* _TASK PROMPT_:
Please give every record below again exactly, and keep the pictures out.

* _INFORMATION SHOWN_:
◆ ◆ ◆
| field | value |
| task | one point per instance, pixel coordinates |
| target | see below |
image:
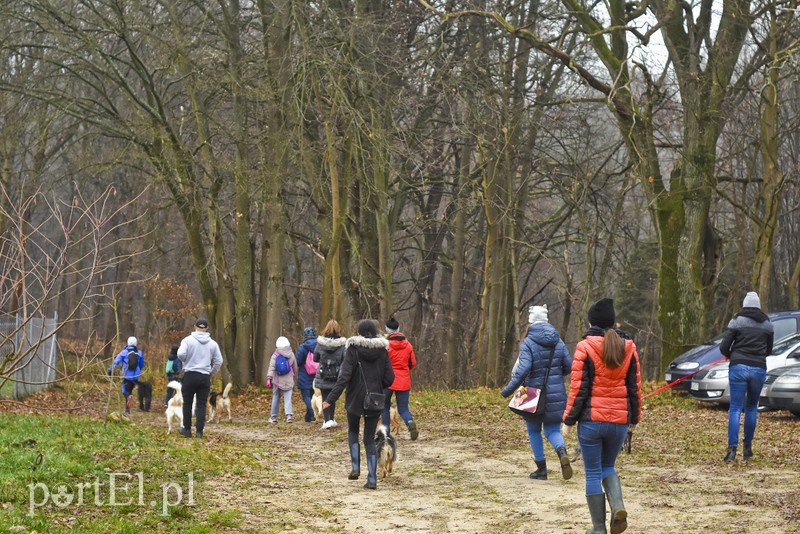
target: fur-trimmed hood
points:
(368, 342)
(331, 342)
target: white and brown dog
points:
(316, 404)
(220, 401)
(174, 410)
(387, 451)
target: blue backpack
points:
(282, 365)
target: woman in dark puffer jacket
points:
(329, 352)
(366, 367)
◆ ◆ ◆
* _RESPONSE TO THE EXERCISE_:
| field | value |
| task | one point per instance, pixel coordinates |
| target | see below |
image:
target: fur-trimmed hood
points:
(368, 342)
(331, 342)
target: white and brown dog
points:
(316, 404)
(220, 401)
(174, 410)
(387, 451)
target: blue backpack
points:
(282, 365)
target: woman in dark puffer jacket
points:
(329, 352)
(366, 367)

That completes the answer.